## TASK PROMPT
Produce a verbatim copy of the entries listed below.

[Records from a dataset]

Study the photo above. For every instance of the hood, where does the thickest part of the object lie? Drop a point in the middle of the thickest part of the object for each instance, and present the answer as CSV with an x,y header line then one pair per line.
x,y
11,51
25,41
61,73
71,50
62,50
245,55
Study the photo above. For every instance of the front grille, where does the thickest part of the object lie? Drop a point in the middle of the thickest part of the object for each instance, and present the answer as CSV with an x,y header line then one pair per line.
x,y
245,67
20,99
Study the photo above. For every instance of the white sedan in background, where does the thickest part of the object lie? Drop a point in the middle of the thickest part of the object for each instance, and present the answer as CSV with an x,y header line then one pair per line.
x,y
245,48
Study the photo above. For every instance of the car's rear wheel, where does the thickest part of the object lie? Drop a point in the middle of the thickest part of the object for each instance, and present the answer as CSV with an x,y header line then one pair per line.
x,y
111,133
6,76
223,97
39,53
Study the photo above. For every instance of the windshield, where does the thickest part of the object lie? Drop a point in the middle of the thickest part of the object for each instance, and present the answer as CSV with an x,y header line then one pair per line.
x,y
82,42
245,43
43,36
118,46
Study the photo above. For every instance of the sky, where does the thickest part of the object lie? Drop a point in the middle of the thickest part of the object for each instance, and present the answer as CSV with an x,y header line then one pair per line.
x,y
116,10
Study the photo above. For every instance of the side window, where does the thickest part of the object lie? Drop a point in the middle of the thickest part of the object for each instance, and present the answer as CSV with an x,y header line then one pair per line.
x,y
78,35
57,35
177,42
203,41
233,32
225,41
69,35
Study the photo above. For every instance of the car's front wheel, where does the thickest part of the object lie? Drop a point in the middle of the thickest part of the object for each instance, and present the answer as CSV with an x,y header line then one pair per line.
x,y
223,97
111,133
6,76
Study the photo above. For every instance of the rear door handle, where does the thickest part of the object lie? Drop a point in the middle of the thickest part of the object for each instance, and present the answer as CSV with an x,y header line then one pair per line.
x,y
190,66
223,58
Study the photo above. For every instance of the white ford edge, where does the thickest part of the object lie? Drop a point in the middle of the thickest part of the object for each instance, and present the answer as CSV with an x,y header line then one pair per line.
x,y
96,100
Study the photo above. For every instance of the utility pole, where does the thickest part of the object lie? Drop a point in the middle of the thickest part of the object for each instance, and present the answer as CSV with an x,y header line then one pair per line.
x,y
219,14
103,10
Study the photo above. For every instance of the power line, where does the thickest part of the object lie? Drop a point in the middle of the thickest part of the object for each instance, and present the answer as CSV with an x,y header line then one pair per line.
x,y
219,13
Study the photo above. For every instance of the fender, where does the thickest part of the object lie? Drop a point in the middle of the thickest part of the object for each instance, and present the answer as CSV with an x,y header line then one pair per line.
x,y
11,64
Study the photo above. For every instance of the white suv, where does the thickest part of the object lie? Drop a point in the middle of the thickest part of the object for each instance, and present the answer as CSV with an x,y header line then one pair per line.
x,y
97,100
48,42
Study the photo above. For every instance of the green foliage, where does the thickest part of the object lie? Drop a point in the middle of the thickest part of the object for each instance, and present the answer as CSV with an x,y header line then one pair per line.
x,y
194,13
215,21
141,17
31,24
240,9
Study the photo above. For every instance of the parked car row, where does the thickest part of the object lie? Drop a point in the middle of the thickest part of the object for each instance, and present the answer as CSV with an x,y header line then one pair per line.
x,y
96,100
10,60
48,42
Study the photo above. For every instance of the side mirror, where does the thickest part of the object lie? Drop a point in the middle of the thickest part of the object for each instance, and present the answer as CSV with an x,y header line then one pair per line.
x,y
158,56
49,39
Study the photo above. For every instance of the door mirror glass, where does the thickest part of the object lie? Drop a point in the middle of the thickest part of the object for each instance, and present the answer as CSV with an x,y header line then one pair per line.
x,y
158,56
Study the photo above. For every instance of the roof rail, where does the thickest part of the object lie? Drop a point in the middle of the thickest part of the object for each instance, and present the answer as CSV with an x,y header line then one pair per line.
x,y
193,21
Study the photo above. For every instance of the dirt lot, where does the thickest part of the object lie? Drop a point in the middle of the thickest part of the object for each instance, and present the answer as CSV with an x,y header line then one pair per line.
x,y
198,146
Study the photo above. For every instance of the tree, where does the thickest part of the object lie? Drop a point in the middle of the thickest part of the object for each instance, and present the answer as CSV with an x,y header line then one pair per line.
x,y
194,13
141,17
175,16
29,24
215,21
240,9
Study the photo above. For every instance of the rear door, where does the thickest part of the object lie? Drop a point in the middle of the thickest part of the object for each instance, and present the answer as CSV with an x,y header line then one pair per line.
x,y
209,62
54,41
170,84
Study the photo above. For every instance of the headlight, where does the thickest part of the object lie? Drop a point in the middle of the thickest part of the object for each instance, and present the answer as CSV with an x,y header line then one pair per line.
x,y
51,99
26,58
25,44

## FINISHED EXERCISE
Study the photo above. For every instance of the hood, where does the thickest part of the object lie? Drop a point in the middle of the thickest part of the object for each instance, and present the answer as CSV with an x,y header line then one pair per line.
x,y
11,51
25,41
61,73
71,50
62,50
245,55
Study the photo above. For every instance of the front grille, where does the thickest part of the object lie? Drop a point in the middle of the thickest part of the object for each instance, and present the answer as CSV with an x,y header line then one pair per line.
x,y
245,67
20,99
Study the photo above. For every instance of the white sedan in background, where does the thickest part of the object lie? Drop a point in the middle of the thickest part of the object for each instance, and present the answer as CSV with an x,y header line then one pair per line.
x,y
245,48
Study the photo above. For every instance of the car's rear wheel, where does the thickest part of the object lie? Drop a point in the middle of the thickest part of the object for each instance, and present the answer as CSV with an x,y header line then one pair per line.
x,y
111,133
6,76
223,97
39,53
Study the photo above. For every instance of the windshield, where does the thickest part of the object lie? Drop a point in the middle of the thickest part of the object for each instance, and present the answer as CSV with an x,y header line then one pair per line.
x,y
82,42
245,43
43,36
118,46
Study the photo above. For every instance of the sky, where does the thickest part of the object lie? Drop a point in the middle of the thickest part of the object for each instance, and present the answer as CSV with an x,y header line then one pair per line.
x,y
116,10
Study the photo above. For every instance of the side window, where does the thickest part of the object lie? Drop a point in the middle of the thickest part of the object for each instance, and present the answer as CSV with an x,y header line then one pair per line.
x,y
78,35
57,35
177,42
203,41
233,32
225,41
69,35
Study the photo above. For every instance of the car's front wheel, where does the thickest part of the object lie? Drop a point in the middle of the thickest part of the object for each instance, and present the answer as CSV with an x,y header line then one pair per line.
x,y
223,97
111,133
6,76
Study the photo above. For every instance of the rear door handle, where does the thickest part of the object lie? Drop a point in the middle of the thickest part of the object for each instance, and present the answer as CSV with an x,y header line then one pair per line.
x,y
190,66
223,58
Study the photo above. For every instance of the white ford edge, where does the thickest part of the object lie? Drop a point in the middle of the thickest part of the object for each instance, and present the answer as CSV with an x,y header line then one pair per line.
x,y
96,100
Study the photo above. For every instance of the utility pole, where does the thickest part of the object lie? Drop a point in the middle of the thickest part of the object for each instance, and present the answer as CSV with an x,y header line then one pair per line.
x,y
219,14
103,10
Study the photo above. For every instance of the power line, where does the thickest part of the object lie? Drop a point in the middle of the thickest part of the object for each instance, and present the answer as CSV with an x,y header line then one pair per line.
x,y
219,13
Study the photo above. For every instance of the fender, where does the thickest part of the object lie? Drop a point in the middle of the thickest part of the object for each instance, and present the answer as CSV with an x,y header line then one pair per line.
x,y
11,64
Study the photo above. For every instance of the white suv, where does the thickest part of the object lie? Drop a point in the middle of the thickest part of the object for each instance, and present the answer as CSV with an x,y header line then one pair per line.
x,y
97,100
48,42
Study the photo above. For every instance of the green foliage, where does the thickest part of the object lie? Drop a point in the middle of the thickest part of the object for each instance, and present the answer as CSV with an x,y header line then one pair per line.
x,y
194,13
215,21
141,17
31,24
240,9
Study the photo above. For every instance of the parked car row, where does the thickest part of the object lie? Drop a point in the middle of the thickest part of the object for each instance, and present the answer as CSV with an x,y header line then one pair per line.
x,y
96,100
10,60
48,42
Study the photo above. For every instance of the side mirror, where does the thickest part of the object lie? Drop a point in the middle of the thickest part of the object for each instance, and present the answer as CSV with an x,y header line then one pair per line.
x,y
158,56
49,39
Study the photo above. For every instance of the door mirror glass, where does the thickest part of the object lie? Drop a point in the middle of the thickest part of the object for each instance, and present the answer as CSV with an x,y header line then one pair per line.
x,y
158,56
Study the photo above. For every instance of the roof rail, where does the thickest part of the object lie? Drop a point in the middle of the thickest part of the object for each instance, and present the answer as CSV with an x,y header line then one pair per line.
x,y
193,21
Study the photo above. For every instance of the dirt lot, where does the thickest part of the object lie? Drop a point in the middle of the thickest part of the object for each instance, and present the answer as CSV with an x,y header line then one pair per line.
x,y
198,146
Study the photo above. For every instance of the tree, where does the thickest part of the object lie? Drop a point in the middle of the thickest part of the object for each instance, and present the answer as CSV with an x,y header line then one pair per line.
x,y
194,13
141,17
175,16
29,24
215,21
240,9
Study the photo above. For every instance of the rear door, where does the thickest part of the object lie? Drop a point in the middle of the thickest part of the object for each instance, and present the answer as CSV with an x,y header line then one pair per line.
x,y
209,62
54,41
170,84
Study the photo above. For every instance of the headlight, where does the thickest part of the object lie? Drop a point in the middle of the thickest part of the object for each instance, and present the answer as CSV with an x,y header line then one pair per line.
x,y
51,99
26,58
25,44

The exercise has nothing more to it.